==== Auszüge der Zeilen ====

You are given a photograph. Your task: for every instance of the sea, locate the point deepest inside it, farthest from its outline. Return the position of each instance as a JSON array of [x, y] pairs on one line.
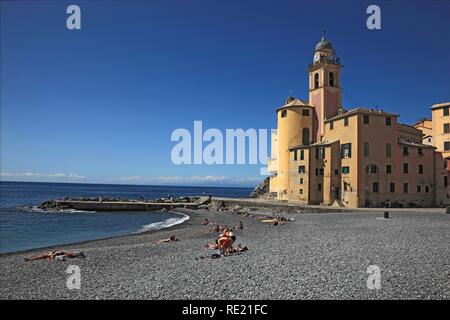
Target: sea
[[23, 226]]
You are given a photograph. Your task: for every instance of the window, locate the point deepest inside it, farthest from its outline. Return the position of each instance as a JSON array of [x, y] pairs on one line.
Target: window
[[366, 119], [420, 151], [447, 145], [405, 168], [331, 79], [392, 187], [316, 80], [371, 168], [388, 150], [346, 150], [366, 149], [305, 136], [375, 187], [388, 169], [320, 153]]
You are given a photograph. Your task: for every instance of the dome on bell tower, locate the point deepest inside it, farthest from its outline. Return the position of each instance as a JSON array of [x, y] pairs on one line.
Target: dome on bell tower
[[324, 43], [324, 52]]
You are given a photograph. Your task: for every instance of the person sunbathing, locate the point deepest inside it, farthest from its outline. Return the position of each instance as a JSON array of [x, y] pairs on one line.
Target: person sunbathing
[[225, 244], [215, 228], [57, 254], [213, 246], [275, 221], [170, 239], [240, 248]]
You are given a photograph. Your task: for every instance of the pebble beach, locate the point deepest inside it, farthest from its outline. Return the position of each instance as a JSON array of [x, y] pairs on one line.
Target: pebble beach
[[318, 256]]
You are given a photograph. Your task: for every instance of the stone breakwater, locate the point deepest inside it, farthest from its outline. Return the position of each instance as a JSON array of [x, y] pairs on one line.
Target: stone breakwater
[[117, 204]]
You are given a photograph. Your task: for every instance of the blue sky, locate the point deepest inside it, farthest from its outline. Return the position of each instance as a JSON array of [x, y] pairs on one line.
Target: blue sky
[[99, 104]]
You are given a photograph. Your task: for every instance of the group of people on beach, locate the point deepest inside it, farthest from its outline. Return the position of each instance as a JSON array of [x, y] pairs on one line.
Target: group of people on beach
[[225, 241]]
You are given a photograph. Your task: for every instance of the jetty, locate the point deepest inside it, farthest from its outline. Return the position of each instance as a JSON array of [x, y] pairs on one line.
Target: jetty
[[116, 204], [122, 205]]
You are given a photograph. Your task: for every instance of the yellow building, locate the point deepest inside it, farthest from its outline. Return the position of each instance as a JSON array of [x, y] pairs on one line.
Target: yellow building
[[325, 154]]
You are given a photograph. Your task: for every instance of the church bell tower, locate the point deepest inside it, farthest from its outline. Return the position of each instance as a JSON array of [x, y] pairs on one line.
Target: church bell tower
[[324, 85]]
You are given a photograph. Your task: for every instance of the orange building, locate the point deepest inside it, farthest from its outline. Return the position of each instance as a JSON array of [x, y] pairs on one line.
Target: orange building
[[325, 154]]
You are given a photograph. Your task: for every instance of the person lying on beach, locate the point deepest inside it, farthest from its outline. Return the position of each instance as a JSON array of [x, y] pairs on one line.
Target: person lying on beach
[[215, 228], [240, 248], [274, 222], [226, 240], [213, 246], [171, 239], [56, 255]]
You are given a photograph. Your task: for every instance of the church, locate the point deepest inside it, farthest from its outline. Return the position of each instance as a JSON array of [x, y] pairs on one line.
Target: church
[[325, 154]]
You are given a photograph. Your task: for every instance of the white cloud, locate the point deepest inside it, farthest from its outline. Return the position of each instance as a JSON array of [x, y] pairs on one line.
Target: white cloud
[[189, 180], [150, 180], [37, 175]]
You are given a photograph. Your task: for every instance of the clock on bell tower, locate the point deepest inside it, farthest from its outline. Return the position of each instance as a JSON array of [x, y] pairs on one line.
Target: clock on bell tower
[[324, 85]]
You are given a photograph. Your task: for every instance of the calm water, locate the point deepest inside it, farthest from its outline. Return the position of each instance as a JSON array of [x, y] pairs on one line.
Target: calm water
[[21, 230]]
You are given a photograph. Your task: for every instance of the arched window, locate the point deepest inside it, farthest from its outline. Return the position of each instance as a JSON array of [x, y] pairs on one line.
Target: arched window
[[305, 136], [371, 168], [331, 79]]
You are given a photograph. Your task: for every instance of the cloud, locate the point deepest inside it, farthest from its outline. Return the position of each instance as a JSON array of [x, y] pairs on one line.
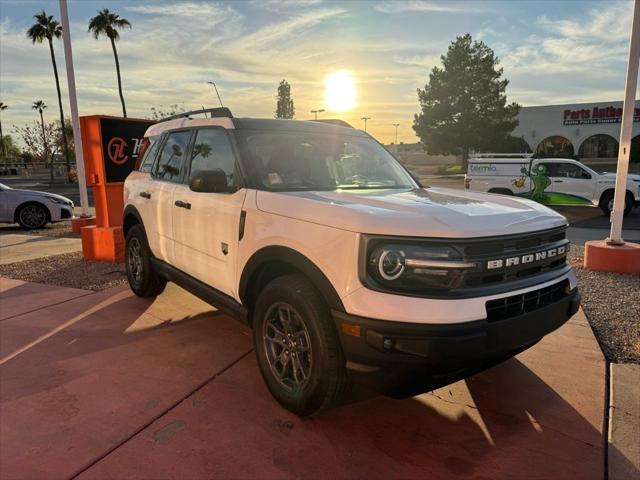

====

» Anleitung zur Aufgabe:
Bring alle Zeilen oben in die Form einer nummerierten Liste und lass dabei Leerzeilen weg. Die Bilder gehören nicht in die Antwort.

» Lösung der Aufgabe:
1. You are given a photograph. Your task: for every instance of the sea, locate the point deepest inside it, farthest from its outline. Return the position of each instance as a JSON array of [x, y] pairs on one line.
2. Target: sea
3. [[23, 226]]
4. You are given a photograph. Your task: for every instance of the window, locate the point deepest inside it, farthest from its outline. Return the position of each instance as a JSON array of [x, y] pairs on one line.
5. Target: window
6. [[366, 119], [420, 151], [447, 145], [405, 168], [331, 79], [392, 187], [316, 80], [371, 168], [388, 150], [346, 150], [366, 149], [305, 136], [375, 187], [388, 169], [320, 153]]
7. You are given a photograph. Your task: for every instance of the dome on bell tower, locate the point deepest inside it, farthest from its outline. Return the position of each instance as a JSON array of [x, y] pairs on one line.
8. Target: dome on bell tower
9. [[324, 43], [324, 52]]
10. You are given a photograph. Your task: for every instance of the person sunbathing, locate the point deepest inside it, farthest from its outline. Return the position of each instance as a JSON array of [x, y] pairs on one line.
11. Target: person sunbathing
12. [[225, 244], [215, 228], [57, 254], [213, 246], [275, 221], [170, 239], [240, 248]]
13. You are given a photograph. Your task: for every instance of the pebble beach, locate the point deepest inside it, farthest from its outline. Return the position of each instance as a JSON array of [x, y] pairs on one line.
14. Target: pebble beach
15. [[318, 256]]
16. You are given a photograph. Your task: for every instance of the stone breakwater, locate the point deepest inside it, farthest from its outline. Return the position of each instance as a JSON array of [x, y] pairs on one line.
17. Target: stone breakwater
18. [[117, 204]]
19. You are given a photograph. Your task: for every instance of the blue sky, locate the point deepest inside it, farthest from its outline. Return the position of each instance as a JSON array of [x, y] pairs on one line.
20. Target: blue sky
21. [[99, 104]]
22. You are given a photograph. Your task: for every instance of the group of people on beach, locate the point deepest inside it, farthest from its outline. Return the position of each instance as a JSON array of [x, y] pairs on one line.
23. Target: group of people on beach
24. [[225, 241]]
25. You are given a photograph. Your task: for every instance of the jetty, locate the point deepest inside it, farthest from its outline. Return the position of each instance as a JSON array of [x, y] pairs on one line.
26. Target: jetty
27. [[116, 204], [122, 205]]
28. You are given a photograph. Your task: for every instance of the yellow building, locate the point deepest inside it, farthest from its outline. Return the position of each instance as a JSON array of [x, y] pairs on one line.
29. Target: yellow building
30. [[325, 154]]
31. You are given a photograph. Your task: for every instance of the church bell tower, locate the point deepest inside it, farthest from its outline. Return the position of each instance as a JSON array of [x, y] pairs on one line.
32. Target: church bell tower
33. [[324, 85]]
34. You are given a photograph. Your task: for every instance of the orange building, locate the point deepest inside it, farthest from its outline. Return the position of each instance as a JSON array of [x, y] pairs on one line.
35. Target: orange building
36. [[325, 154]]
37. You are given a photograph. Your task: for every instance of the person lying on beach, locate the point deepest inside it, farthest from its outline. Return the position of each instance as a JSON array of [x, y] pairs on one line.
38. Target: person lying on beach
39. [[215, 228], [240, 248], [274, 222], [226, 240], [213, 246], [171, 239], [56, 255]]
40. You are given a photograph. Your task: for every instance of the church, locate the point deepest inside it, farthest from its outline. Return the position of each instance as a JSON array of [x, y] pairs on one line.
41. Target: church
42. [[325, 154]]
43. You are given a photograph. Your task: for every instance of the white cloud, locate the point deepest inside it, farthest from its outline. Return the position of each instance as a JSON array of [x, y] pairs on one line.
44. Target: white cloud
45. [[189, 180], [150, 180], [37, 175]]
46. You are given a photograph. Your task: for every instance of the clock on bell tower, locate the point deepest inside it, farthest from its outline. Return the position of each instance as a JSON array of [x, y] pairs on one line.
47. Target: clock on bell tower
48. [[324, 85]]
49. You are given a photograph. Your task: for every instance of the calm water, locate the point deepest inside it, farthest from its outline. Return the position of each instance as a JSON array of [x, y] pairs on one line.
50. Target: calm water
51. [[21, 230]]
52. You are given a photograph. Your task: for every instance of the arched window, locate the point deepest inside it, farthest from its outline. Return the position of each instance as a JSON array of [x, y] pairs on one line.
53. Target: arched window
54. [[305, 136], [371, 168], [331, 79]]
55. You are given a photograph. Your task: for every instance of the cloud, locate the point deepest inside it, farthest from its outline. Return the position of each instance as a JSON array of [x, y] pairs on one line.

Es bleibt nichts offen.